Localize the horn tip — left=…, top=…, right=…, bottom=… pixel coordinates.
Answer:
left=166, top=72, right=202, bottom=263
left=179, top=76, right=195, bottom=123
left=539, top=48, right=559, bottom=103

☆ ☆ ☆

◆ **TASK GOAL**
Restate the entries above word for word.

◆ **TASK SOLUTION**
Localize the horn tip — left=…, top=…, right=…, bottom=… pixel coordinates.
Answer:
left=166, top=72, right=202, bottom=263
left=179, top=76, right=195, bottom=123
left=539, top=48, right=559, bottom=103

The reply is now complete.